_Extracted material_
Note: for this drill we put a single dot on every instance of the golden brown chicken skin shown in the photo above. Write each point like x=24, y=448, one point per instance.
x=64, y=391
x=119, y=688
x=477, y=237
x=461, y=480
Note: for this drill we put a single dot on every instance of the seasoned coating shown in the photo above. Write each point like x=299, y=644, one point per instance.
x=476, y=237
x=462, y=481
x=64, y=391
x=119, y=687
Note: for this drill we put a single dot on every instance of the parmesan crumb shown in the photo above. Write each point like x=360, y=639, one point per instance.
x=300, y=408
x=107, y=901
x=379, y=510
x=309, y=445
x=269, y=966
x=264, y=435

_Written request_
Put the lines of the records into a Markdown table with the columns Entry and Text, where Entry holds a running row number and Text holds the line, leaving out blank lines. Begin at the line that contains "y=639, one point per instance." and stop after the last line of the records.

_Solution_
| Entry | Text |
|---|---|
| 1 | Note: for this drill we put a single dot on every instance of the parmesan crumb shown in the photo above. Write each point like x=360, y=639, one point per instance. |
| 2 | x=300, y=408 |
| 3 | x=107, y=901 |
| 4 | x=379, y=510 |
| 5 | x=309, y=445 |
| 6 | x=269, y=966 |
| 7 | x=264, y=435 |